■ Metin ■
******************************

Merhaba ! Bize birkaç cümle ile kendinizden bahsedebilir misiniz?
Merhaba, ben Batuhan NAR. 12 Eylül 1990 Elazığ doğumluyum. İlkokul, ortaokul ve lise öğrenimimi Elazığ’ da tamamladım. Daha sonra Erzincan Üniversitesi Eğitim Fakültesi Sınıf Öğretmenliği bölümünü kazandım ve lisans eğitimimi orada tamamladım. Ardından İstanbul’a gelip öğretmenliğe başladım. 2017 yılında İstanbul Aydın Üniversitesi Sosyal Bilimler Enstitüsü Sınıf Öğretmenliği tezli yüksek lisans programını üstün / özel yetenekli öğrenciler konulu tezim ile bitirdim.
Okuduğunuz bölümü tercih etmek isteyenler için tanıtabilir misiniz?
Öğretmenlik herkes tarafından bilinen bir meslek ama bilinenin ötesinde bir takım özel yetenekler gerektiren bir bölümdür. Sınıf öğretmenliği ise sadece üniversiteyi okuyup lisans bölümünü bitirmekle kalmayan aynı zamanda içsel motivasyonu yüksek olması gereken bir meslek. Bu görevi yapan insanların motivasyonlarının, sabır eşiklerinin çok yüksek olması gerekiyor. Özellikle sınıf öğretmenliği yapanların o yaş gruplarıyla ilgilenmesi açısından çocuk sevgisi kesinlikle olmazsa olmaz. Bu bölümü tercih etmek isteyenler için bunları söyleyebilirim.
Bölümünüzü tercih etmenizdeki etkenler nelerdir?
Şahsi olarak beni etkileyen “Ölü Ozanlar Derneği” adlı bir filmdir. Ortaokul 1.sınıfta o filmi izlemiştim. Beni en çok etkileyen sahne ilk derse girdiğinde Robin Williams kitapta eleştirdiği dogma bilgilerin olduğu sayfaları yırttırır. Yeri geldiğinde kitapların eleştirebilir olduğunu söyler. Orada muhalif tarafını gördüm, çocuklarda yaratıcı düşünme becerilerini geliştirebilmek için ise Robin Williams’ın o yaratıcı öğretmen modeli, sıraların üstüne çıkmaları, onlarla kurduğu ilişki, öğrencilerin hayatlarında iz bırakması ve dünyalarında açtığı pencereler vs. Orada öğretmen olmaya karar verdim açıkçası. Bu film hayatımın dönüm noktası oldu. Onun öncesinde pilot olmak istiyordum ?
Okuduğunuz üniversite ve şehrin öğrenciler için imkanlarından bahseder misiniz?

******************************

■ Yönergeler ■
1: Metindeki “Bu film hayatımın dönüm noktası oldu.” cümlesini İngilizceye çevirin.
2: Metne göre sınıf öğretmenliği yapanlar için çocuk sevgisinin neden olmazsa olmaz olduğunu bir ila üç cümleyle açıklayın.
Kayıtların metinle hiçbir ilgisi yoktur.

******************************

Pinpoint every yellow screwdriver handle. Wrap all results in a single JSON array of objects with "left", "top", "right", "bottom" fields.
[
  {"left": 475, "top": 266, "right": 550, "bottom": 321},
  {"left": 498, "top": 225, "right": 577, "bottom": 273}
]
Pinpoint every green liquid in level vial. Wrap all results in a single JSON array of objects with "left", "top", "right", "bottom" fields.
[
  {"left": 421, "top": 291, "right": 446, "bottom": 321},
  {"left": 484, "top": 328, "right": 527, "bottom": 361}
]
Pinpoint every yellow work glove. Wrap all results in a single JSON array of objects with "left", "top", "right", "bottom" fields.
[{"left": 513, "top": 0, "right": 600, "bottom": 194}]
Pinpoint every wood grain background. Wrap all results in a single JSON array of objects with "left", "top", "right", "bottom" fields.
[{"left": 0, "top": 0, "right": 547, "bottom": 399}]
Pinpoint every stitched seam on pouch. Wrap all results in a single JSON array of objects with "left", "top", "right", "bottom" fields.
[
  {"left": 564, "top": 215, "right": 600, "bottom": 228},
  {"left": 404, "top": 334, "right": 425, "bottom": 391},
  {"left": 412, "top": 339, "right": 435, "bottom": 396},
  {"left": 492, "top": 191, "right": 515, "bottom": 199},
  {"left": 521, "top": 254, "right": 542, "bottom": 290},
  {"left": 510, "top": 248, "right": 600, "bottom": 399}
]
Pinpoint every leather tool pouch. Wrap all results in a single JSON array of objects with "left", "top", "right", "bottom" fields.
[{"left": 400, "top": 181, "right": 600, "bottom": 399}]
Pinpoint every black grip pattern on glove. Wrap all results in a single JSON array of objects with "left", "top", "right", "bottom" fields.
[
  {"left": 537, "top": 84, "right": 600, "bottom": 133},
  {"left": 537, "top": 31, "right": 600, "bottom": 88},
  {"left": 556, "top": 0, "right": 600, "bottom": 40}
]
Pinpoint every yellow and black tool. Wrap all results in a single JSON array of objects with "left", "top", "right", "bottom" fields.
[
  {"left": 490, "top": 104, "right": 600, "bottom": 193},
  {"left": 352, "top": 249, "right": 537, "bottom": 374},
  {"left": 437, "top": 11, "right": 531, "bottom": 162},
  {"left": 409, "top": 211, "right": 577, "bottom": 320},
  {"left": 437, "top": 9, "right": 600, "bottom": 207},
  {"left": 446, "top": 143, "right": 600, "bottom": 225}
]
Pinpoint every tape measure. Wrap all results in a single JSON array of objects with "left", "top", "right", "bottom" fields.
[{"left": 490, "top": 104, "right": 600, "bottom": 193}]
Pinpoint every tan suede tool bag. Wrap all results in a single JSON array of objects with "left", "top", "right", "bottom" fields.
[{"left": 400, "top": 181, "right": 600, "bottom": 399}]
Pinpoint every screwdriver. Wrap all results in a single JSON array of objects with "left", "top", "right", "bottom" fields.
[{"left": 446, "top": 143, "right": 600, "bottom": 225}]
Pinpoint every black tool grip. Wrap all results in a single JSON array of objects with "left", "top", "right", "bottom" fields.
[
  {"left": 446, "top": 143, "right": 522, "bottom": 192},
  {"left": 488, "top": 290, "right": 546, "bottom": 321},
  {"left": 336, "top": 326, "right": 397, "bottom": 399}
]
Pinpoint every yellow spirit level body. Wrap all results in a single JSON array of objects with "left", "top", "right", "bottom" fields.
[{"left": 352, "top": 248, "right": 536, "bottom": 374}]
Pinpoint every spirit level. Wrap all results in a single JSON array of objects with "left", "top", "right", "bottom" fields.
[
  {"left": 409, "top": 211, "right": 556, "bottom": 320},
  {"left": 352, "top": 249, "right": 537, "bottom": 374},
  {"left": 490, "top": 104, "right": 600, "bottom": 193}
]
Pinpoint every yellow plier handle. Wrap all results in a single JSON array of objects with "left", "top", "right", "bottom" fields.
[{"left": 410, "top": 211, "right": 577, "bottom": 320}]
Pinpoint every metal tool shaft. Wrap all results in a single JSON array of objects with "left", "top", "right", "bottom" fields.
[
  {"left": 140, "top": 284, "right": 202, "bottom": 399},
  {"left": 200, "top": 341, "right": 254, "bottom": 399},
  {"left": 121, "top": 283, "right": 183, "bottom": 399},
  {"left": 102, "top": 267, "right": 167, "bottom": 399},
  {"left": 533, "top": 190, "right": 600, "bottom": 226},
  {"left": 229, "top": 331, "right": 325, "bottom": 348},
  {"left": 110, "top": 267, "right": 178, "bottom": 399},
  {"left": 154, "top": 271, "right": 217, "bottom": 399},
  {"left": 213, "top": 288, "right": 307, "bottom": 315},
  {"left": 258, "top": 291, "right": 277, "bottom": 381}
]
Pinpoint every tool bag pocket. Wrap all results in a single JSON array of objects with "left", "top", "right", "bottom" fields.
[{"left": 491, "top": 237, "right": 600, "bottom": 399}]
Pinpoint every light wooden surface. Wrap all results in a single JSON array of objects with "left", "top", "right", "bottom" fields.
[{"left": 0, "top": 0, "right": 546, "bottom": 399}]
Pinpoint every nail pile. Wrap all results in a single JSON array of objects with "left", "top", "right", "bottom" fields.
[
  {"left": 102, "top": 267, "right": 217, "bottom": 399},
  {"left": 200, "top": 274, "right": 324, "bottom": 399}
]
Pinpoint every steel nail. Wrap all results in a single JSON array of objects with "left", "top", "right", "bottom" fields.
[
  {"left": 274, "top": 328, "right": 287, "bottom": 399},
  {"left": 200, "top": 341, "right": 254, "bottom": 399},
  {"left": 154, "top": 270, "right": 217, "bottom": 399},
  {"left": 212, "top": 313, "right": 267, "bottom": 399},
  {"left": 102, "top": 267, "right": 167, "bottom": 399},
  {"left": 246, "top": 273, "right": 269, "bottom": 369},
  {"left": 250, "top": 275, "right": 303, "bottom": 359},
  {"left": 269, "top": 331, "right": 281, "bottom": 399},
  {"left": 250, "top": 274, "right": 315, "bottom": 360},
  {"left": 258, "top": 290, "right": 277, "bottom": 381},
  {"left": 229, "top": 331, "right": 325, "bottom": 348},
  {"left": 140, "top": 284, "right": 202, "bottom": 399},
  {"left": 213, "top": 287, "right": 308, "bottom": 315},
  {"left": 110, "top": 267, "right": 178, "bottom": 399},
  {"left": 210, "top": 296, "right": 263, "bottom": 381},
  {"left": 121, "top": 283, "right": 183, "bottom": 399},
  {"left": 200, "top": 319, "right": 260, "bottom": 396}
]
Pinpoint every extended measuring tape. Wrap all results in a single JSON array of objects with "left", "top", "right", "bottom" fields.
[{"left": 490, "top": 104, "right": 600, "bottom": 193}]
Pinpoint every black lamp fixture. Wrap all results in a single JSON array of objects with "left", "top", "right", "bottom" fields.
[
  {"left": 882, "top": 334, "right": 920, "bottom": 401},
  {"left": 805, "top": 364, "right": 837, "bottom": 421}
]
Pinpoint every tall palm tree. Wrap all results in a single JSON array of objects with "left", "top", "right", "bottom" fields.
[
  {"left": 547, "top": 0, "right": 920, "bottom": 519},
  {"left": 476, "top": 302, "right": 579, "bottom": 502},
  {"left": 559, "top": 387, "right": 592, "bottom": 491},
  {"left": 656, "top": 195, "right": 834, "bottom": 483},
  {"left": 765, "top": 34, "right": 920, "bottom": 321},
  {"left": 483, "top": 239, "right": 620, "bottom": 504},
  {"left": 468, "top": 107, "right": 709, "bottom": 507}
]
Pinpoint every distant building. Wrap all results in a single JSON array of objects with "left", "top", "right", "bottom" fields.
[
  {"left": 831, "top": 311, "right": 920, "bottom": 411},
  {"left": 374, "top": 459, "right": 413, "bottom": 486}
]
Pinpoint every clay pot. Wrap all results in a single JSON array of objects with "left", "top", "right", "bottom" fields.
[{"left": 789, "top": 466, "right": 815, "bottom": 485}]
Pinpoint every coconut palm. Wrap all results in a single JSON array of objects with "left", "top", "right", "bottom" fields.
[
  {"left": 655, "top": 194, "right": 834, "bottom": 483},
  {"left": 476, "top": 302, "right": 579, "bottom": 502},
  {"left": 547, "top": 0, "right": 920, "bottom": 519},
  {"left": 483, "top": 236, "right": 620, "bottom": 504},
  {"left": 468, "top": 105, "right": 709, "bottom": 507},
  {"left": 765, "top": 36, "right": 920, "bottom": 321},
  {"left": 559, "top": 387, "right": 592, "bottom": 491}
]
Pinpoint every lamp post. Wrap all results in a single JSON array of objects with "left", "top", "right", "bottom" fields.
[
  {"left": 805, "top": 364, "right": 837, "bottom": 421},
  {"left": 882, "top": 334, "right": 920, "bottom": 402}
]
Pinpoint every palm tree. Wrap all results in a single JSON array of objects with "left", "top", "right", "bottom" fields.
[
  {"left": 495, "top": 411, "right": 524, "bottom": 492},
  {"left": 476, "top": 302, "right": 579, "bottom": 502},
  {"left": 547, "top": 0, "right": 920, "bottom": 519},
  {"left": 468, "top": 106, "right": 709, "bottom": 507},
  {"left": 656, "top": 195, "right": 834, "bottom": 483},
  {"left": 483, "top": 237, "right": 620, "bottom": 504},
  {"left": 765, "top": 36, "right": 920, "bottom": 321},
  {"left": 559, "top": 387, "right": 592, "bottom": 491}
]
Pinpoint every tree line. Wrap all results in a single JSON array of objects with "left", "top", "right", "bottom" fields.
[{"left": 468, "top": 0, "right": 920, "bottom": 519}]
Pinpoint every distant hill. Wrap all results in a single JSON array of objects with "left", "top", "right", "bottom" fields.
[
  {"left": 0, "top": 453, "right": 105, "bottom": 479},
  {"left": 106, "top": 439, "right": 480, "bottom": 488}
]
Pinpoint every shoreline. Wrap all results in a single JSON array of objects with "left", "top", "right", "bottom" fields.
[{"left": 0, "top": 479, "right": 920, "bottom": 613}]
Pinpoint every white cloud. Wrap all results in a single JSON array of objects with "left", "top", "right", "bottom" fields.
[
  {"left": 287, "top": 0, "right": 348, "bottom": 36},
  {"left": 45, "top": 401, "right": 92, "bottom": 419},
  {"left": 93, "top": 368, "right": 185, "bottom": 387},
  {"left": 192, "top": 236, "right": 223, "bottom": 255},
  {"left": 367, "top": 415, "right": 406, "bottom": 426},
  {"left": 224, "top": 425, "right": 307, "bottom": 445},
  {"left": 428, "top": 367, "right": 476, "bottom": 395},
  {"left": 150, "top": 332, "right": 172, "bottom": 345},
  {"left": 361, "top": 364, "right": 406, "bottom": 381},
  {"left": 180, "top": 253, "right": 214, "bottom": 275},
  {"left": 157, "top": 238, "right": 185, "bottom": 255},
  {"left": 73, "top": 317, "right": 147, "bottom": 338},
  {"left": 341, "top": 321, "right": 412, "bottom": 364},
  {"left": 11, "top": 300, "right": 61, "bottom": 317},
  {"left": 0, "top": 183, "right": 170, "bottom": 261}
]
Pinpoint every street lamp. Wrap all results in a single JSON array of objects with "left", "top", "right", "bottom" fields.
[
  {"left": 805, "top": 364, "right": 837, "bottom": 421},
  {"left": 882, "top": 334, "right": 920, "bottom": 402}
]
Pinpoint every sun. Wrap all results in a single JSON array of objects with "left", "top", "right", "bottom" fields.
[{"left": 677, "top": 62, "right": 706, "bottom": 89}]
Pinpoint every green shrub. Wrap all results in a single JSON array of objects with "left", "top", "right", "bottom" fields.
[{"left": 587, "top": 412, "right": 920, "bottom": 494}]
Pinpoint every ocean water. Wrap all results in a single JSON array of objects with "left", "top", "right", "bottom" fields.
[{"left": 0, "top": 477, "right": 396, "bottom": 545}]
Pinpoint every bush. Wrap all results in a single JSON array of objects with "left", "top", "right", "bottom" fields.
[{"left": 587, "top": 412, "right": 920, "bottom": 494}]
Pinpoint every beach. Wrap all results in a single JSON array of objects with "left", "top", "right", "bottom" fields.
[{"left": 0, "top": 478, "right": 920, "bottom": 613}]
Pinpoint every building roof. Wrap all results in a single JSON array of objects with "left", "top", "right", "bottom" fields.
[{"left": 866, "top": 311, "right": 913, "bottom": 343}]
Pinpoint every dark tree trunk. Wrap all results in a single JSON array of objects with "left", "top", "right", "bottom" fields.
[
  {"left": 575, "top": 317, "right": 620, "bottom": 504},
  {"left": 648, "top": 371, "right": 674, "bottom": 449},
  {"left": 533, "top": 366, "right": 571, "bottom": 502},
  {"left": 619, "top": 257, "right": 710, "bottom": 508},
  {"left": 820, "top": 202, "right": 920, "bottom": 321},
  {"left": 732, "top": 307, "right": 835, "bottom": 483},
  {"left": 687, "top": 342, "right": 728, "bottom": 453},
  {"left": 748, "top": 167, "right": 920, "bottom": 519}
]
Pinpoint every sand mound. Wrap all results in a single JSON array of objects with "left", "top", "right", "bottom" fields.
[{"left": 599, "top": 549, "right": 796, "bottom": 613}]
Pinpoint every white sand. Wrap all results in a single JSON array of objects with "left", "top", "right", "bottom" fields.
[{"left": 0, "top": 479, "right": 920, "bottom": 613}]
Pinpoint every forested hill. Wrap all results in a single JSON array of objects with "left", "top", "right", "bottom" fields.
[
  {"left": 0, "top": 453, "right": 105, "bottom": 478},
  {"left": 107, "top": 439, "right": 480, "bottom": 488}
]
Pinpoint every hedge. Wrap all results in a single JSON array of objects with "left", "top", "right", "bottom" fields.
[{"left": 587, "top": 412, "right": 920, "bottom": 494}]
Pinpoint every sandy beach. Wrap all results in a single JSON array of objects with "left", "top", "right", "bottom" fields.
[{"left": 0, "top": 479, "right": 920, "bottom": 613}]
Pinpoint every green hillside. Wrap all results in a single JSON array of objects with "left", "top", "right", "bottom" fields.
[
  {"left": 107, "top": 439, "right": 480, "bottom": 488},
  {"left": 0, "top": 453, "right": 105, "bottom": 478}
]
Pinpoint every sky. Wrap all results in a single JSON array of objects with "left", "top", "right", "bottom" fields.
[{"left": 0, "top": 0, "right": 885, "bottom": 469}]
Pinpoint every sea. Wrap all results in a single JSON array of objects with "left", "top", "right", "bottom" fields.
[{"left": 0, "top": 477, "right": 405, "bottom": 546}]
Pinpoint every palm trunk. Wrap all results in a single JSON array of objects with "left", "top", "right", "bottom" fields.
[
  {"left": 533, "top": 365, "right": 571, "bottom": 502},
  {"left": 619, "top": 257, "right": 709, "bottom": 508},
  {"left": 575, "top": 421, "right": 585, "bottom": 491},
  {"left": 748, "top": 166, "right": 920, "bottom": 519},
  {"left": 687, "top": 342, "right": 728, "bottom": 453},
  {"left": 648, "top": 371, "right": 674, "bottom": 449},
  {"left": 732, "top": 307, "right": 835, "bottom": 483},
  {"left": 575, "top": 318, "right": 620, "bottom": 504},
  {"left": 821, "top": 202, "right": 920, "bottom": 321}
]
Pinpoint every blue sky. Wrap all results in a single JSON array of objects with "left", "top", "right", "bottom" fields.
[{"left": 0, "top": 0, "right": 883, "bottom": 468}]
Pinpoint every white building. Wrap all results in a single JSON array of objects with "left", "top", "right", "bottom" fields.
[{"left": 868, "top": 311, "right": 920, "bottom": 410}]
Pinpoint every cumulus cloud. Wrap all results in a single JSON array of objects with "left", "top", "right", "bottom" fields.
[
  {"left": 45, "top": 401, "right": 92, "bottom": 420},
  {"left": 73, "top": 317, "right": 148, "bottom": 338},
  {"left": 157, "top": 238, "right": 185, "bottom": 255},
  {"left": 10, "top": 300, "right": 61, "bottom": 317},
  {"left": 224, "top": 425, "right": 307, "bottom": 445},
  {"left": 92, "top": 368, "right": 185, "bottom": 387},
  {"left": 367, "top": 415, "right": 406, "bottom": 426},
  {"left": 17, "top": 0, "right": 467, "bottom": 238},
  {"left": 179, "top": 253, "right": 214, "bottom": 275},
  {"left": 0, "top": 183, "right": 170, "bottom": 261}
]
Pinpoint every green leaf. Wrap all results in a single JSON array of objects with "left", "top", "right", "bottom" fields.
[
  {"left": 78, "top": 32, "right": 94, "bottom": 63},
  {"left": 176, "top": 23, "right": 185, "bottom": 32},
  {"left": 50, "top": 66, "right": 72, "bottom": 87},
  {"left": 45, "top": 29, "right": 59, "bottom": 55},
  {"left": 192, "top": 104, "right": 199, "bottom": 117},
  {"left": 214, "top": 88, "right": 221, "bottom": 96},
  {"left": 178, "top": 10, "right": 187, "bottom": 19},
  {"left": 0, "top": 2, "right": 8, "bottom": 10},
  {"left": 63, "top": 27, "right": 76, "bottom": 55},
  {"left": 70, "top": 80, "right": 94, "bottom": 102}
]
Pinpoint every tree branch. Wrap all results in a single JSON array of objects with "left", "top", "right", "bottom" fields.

******************************

■ Yanıtlar ■
1: This film became the turning point of my life.

2: Sınıf öğretmenleri o yaş gruplarındaki çocuklarla ilgilenir. Bu yüzden çocuk sevgisi onlar için olmazsa olmazdır.